Die Designerinnen des Monats: NEU/ZEUG

Es werde Licht!

Die österreichischen Designerinnen Barbara Ambrosz und Karin Santorso sind in der Szene für ihr Label LUCY.D bereits bestens bekannt. Sie sorgen aber auch für – noch mehr – „Erleuchtung“ in Sachen Design. Vor drei Jahren gründeten die beiden mit Beate Seckauer, Inhaberin der oberösterreichischen Porzellanmanufaktur Neuzeughammer, das Label NEU/ZEUG, das außergewöhnliche handgefertigte Porzellanlampen vertreibt. Wir haben mit ihnen über Design-Utopien, hässliche Torten und die SCS Vösendorf gesprochen.

Text: Lara Ritter

„Porzellanlampen fanden wir spannend!“

Lara Ritter: Was kann eine Porzellanlampe, was ein Papierlampenschirm nicht kann?

Barbara Ambrosz: Den Unterschied erkennt man, wenn man genau hinschaut. Das ist wie bei Lebensmitteln: Es gibt Eier, die werden von glücklichen Hühnern auf einem Bauernhof gelegt, und dann gibt es die Legebatterie mit den unglücklichen Hühnern. Im Endeffekt legen beide ein Ei, aber im Aussehen, Geschmack und in der Wirkung unterscheiden sie sich sehr. Das ist bei einer Lampe auch so – das Detail macht den Unterschied. Das, was uns auszeichnet, ist die nachhaltige Produktion, alles wird in der Region gefertigt. Außerdem kann man unsere Lampen bis zu sechs Meter von der Stromquelle entfernt aufhängen.

Karin Santorso: Eine Porzellanlampe hat einen speziellen Charakter. Auf ihrer Oberfläche spiegelt sich das Licht, auf Papier nicht.

2003 habt Ihr das Designstudio LUCY.D gegründet. 2016 das Label NEU/ZEUG, unter dem Ihr Lampen designt und Produktion und Vertrieb selbst in die Hand nehmt. Wieso habt Ihr Euch dazu entschieden?

B.A.: Wir haben das Label gegründet, weil ich von Wien damals zurück nach Oberösterreich aufs Land gezogen bin. Eine weitere Geschirrserie zu designen hat uns nicht interessiert, da gibt es schon genügend Anbieterinnen. Porzellanlampen fanden wir einfach spannend! Beate Seckauer, die Inhaberin von Neuzeughammer Keramik im oberösterreichischen Ort Neuzeug, ist mittlerweile nicht nur die Produzentin unserer Lampen, sondern auch unsere Partnerin geworden, was wir wunderbar finden.

● Angezeigte Daten
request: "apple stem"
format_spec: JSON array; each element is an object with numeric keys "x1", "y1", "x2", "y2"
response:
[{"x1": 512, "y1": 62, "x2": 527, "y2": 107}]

● Aufgabe
Erkläre bitte in ein bis drei Sätzen, warum die Designerinnen laut Ausgangstext keine weitere Geschirrserie entwerfen wollten und sich stattdessen für Porzellanlampen entschieden. Die Daten sind eigenständiges Material und gehören nicht zum Ausgangstext.

● Antwort
Eine weitere Geschirrserie interessierte sie nicht, weil es dafür schon genügend Anbieterinnen gibt. Porzellanlampen fanden sie dagegen einfach spannend.